◆ Supplied data ◆
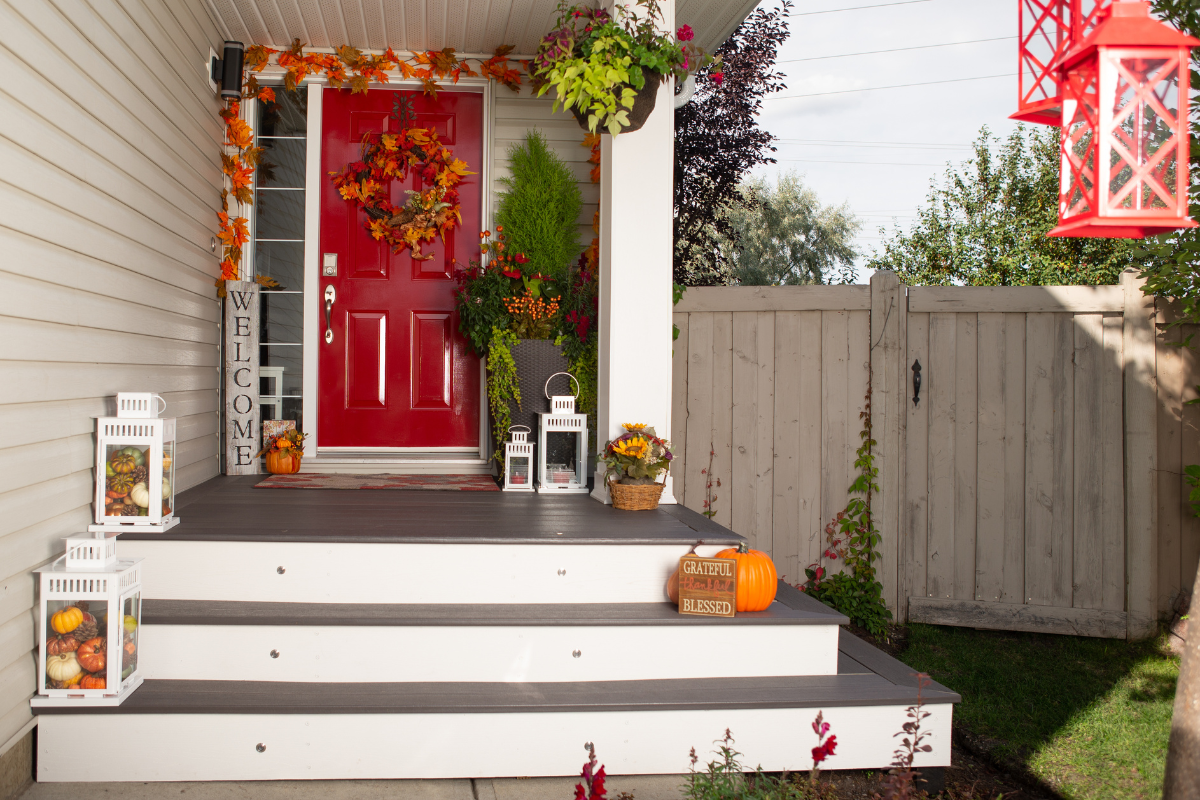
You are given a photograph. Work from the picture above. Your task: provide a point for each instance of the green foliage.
(503, 388)
(726, 779)
(539, 209)
(784, 236)
(1175, 268)
(987, 224)
(595, 61)
(853, 537)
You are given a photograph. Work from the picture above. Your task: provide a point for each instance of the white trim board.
(345, 746)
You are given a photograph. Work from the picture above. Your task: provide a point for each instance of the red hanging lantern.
(1049, 29)
(1125, 128)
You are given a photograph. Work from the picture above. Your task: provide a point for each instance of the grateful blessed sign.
(708, 587)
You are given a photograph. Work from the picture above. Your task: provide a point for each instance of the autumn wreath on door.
(388, 156)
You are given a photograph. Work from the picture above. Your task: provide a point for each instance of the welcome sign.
(708, 587)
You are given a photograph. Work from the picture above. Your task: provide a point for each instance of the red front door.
(396, 373)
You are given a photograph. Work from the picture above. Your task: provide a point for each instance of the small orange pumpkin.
(757, 579)
(94, 681)
(282, 462)
(93, 655)
(66, 620)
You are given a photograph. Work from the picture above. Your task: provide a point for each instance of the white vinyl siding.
(514, 116)
(109, 182)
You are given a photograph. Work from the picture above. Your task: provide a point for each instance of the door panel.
(397, 373)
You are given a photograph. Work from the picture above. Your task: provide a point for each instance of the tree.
(784, 236)
(987, 224)
(718, 140)
(540, 208)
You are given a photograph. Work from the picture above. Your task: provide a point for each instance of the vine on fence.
(852, 537)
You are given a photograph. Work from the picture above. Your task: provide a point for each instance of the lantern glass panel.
(76, 644)
(519, 470)
(126, 468)
(131, 624)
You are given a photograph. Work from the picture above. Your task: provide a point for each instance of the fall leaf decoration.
(394, 156)
(426, 214)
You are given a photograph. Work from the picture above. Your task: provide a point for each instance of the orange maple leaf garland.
(426, 214)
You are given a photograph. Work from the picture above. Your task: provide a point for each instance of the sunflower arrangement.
(637, 456)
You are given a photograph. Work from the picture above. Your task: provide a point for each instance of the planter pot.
(281, 463)
(643, 103)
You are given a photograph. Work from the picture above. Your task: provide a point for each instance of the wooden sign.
(708, 587)
(243, 413)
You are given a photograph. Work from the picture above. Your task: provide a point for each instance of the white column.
(636, 210)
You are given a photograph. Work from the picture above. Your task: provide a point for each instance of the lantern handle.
(546, 390)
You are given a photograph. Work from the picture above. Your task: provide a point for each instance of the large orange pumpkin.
(281, 462)
(66, 620)
(93, 655)
(94, 681)
(757, 579)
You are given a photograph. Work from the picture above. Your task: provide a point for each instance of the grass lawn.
(1090, 717)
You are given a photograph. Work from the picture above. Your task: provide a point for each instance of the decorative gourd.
(280, 462)
(91, 655)
(60, 645)
(757, 579)
(66, 620)
(141, 495)
(123, 462)
(63, 668)
(93, 681)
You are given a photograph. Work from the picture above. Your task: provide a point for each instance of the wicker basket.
(635, 498)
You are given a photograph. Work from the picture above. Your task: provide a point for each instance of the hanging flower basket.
(643, 106)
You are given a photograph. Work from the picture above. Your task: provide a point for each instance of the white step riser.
(485, 654)
(300, 746)
(406, 573)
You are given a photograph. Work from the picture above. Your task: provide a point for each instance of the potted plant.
(634, 461)
(606, 68)
(283, 452)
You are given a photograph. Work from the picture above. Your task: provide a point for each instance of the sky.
(877, 150)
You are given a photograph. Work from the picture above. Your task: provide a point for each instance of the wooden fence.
(1035, 483)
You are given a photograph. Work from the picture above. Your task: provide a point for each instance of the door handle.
(330, 296)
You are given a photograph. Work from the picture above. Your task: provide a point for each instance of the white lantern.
(519, 461)
(90, 615)
(562, 444)
(135, 467)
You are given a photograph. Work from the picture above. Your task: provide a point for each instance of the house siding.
(109, 182)
(514, 115)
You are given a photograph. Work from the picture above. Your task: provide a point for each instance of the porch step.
(480, 643)
(209, 731)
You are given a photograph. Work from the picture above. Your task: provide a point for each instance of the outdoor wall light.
(226, 71)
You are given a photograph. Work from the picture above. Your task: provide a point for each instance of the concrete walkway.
(642, 787)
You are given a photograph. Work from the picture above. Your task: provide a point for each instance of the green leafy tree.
(987, 223)
(540, 208)
(781, 235)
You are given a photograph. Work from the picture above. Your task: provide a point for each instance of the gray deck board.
(274, 697)
(231, 509)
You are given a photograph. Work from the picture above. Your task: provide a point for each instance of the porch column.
(636, 211)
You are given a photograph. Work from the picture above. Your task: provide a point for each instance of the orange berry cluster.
(535, 308)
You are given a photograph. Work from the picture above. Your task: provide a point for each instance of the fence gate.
(1014, 459)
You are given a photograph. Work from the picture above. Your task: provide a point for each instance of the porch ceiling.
(467, 25)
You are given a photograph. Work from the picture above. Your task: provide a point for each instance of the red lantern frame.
(1125, 128)
(1049, 29)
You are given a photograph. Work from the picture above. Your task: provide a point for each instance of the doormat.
(436, 482)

◆ Given instruction ◆
Reproduce all of the records above word for word, leaving out the pictures.

◆ Correct answer ◆
You are given a photograph. Work from the picture above. Your task: provide a point for each instance of the green foliage.
(503, 388)
(726, 779)
(539, 209)
(784, 236)
(1175, 268)
(987, 224)
(595, 61)
(853, 537)
You are given a photograph. Work from the picture above. Your task: provide a point for each instance of the white trim board.
(345, 746)
You are given a photograph. Work from the picture above. Your task: provide a point for each instance of the red hanging lantern.
(1049, 29)
(1125, 128)
You are given a photograph. Work from the picture above. Your task: provide a point for each instance of the grateful blessed sign.
(708, 587)
You are given a photograph. Work from the picture above. Your task: provide a point for each instance of the autumn wreath on door.
(388, 156)
You are given a photograph. Work from the picture above. Your task: provide a point for each instance of the welcome sign.
(708, 587)
You are given a photograph. Work from the picture above. Your task: provide a point for each instance of the red front door.
(396, 373)
You are given a photograph. Work from the picture above. Your task: provide a point for each instance of the small orange pumpkin.
(757, 579)
(94, 681)
(282, 462)
(93, 655)
(66, 620)
You are given a photograph. Work from the picture above. Your task: provide a point for each instance of the white vinyl siding.
(514, 116)
(109, 182)
You are given a photograph. Work from the picture above. Your task: provide a point for each instance of the door panel.
(397, 373)
You are given a photograph. Work from the picture above. Your task: provide a point for each instance of the tree.
(784, 236)
(987, 224)
(718, 140)
(540, 208)
You are given a photograph. Work from the picture above. Your task: provide a point for each instance of the vine on fence.
(852, 537)
You are given a photograph. Work from the picture above. Your task: provide a point for each instance of the lantern glass panel.
(76, 644)
(519, 470)
(126, 468)
(131, 624)
You are given a photograph. Work from the picture above. Your task: provide a point for each instance of the fall leaf decoration.
(394, 156)
(426, 214)
You are given a photograph. Work from the picture above. Your task: provide a point for each instance of the orange maple leaf garland.
(426, 214)
You are given a photograph. Work from the picture above. Your task: provide a point for each instance of the sunflower arrangement.
(637, 456)
You are given a photograph. Work from the picture above. Your task: provide a point for each instance of the planter pot.
(281, 463)
(643, 103)
You are given a photograph. Work from the picture above. Your task: provide a point for each instance of the wooden sign.
(708, 587)
(243, 413)
You are given a photograph. Work from the picture above. Your task: provide a point for each instance of the white column.
(636, 210)
You are given a photograph. Work from the picture above. Your task: provide a point for each instance of the lantern handle.
(546, 390)
You are given a photograph. Work from the picture above. Your task: provide a point for each instance of the large orange pumpkin.
(281, 462)
(66, 620)
(93, 655)
(94, 681)
(757, 579)
You are given a photograph. Work from the picture above. Your task: provide a point for each instance of the grass lawn.
(1090, 717)
You are given a photograph. Work from the picture above. Your task: provide a point for each instance of the decorative gourd.
(280, 462)
(91, 655)
(60, 645)
(757, 579)
(66, 620)
(141, 495)
(123, 462)
(63, 668)
(93, 681)
You are given a photograph. Work from the picture above. Your task: provide a point for each instance of the wicker basket.
(635, 498)
You are given a photograph. Work from the picture above. Your task: provide a point for each instance of the hanging flower basket.
(643, 106)
You are given a photograph. Work from the picture above. Your task: provide a point for each instance of the white step riser.
(485, 654)
(300, 746)
(406, 573)
You are given a photograph. Work from the picture above. Your task: provide a point for each instance of the potted plant.
(634, 461)
(606, 68)
(283, 452)
You are given a photograph. Work from the picture above. Your task: provide a point for each instance of the sky.
(877, 150)
You are given a photograph. Work from the picture above. Your task: provide a point for each instance of the wooden fence.
(1035, 483)
You are given a photograph. Work from the picture above. Your task: provide a point for each instance of the door handle.
(330, 296)
You are given a photograph. Work from the picture above. Your task: provide a point for each instance of the white lantern.
(519, 461)
(90, 615)
(562, 444)
(135, 467)
You are given a photograph. Work from the picture above. Your task: provide a point for each instance of the house siding.
(109, 182)
(514, 115)
You are given a photograph. Work from the picture above. Your task: provide a point for each instance of the porch step.
(480, 643)
(209, 731)
You are given a photograph. Work from the picture above. Your task: provide a point for each instance of the outdoor wall light.
(226, 71)
You are given a photograph. Work from the picture above. Your task: provide a point for each instance of the concrete walkway.
(642, 787)
You are given a photograph. Work from the picture above. Your task: provide a point for each instance of the green leafy tree.
(987, 223)
(540, 208)
(781, 235)
You are given a photograph. Work from the picture above. Your task: provide a point for each instance of the gray deck board.
(274, 697)
(231, 509)
You are given a photograph. Work from the picture above. Your task: provide a point for each instance of the porch column.
(636, 211)
You are given a photograph. Work from the picture above. Your task: provide a point for each instance of the orange berry cluster.
(535, 308)
You are given a photograph. Work from the picture above. Your task: provide a point for each instance of the fence gate.
(1014, 459)
You are given a photograph. Work from the picture above. Your task: provide a point for each instance of the porch ceiling.
(467, 25)
You are given a photograph. Work from the picture above. Your task: provide a point for each instance of the red lantern frame.
(1125, 128)
(1049, 29)
You are given a photograph. Work from the picture above. Your task: provide a point for each instance of the doormat.
(436, 482)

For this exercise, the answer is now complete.